[Entries taken from a collection]
──────────
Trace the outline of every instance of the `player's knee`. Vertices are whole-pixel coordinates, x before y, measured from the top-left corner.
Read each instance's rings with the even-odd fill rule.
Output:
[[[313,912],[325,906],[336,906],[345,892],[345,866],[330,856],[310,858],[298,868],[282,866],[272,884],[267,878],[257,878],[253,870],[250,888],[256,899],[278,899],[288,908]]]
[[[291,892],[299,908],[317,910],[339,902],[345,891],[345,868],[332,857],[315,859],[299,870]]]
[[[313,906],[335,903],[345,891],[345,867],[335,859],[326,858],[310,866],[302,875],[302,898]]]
──────────
> [Your objective] Of all the lines in the data above, show only those that hold the word "instance".

> [Answer area]
Trace the outline of every instance of the `player's knee`. Vertices are whole-pixel coordinates, x before y, measured from the top-left corner.
Read each instance's rings with the even-odd fill rule.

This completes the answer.